■ Assigned task ■
Would you copy the entries that follow exactly, leaving out every picture?

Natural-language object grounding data

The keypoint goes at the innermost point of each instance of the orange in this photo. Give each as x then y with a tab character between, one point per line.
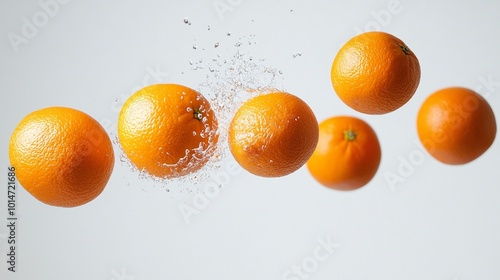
62	156
273	134
456	125
167	130
375	73
348	154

■ Result of this task ■
The keypoint goes at the innermost point of each instance of the orange in this photo. Give each as x then y with a tab character between, one point per line.
62	156
273	134
456	125
167	130
375	73
348	154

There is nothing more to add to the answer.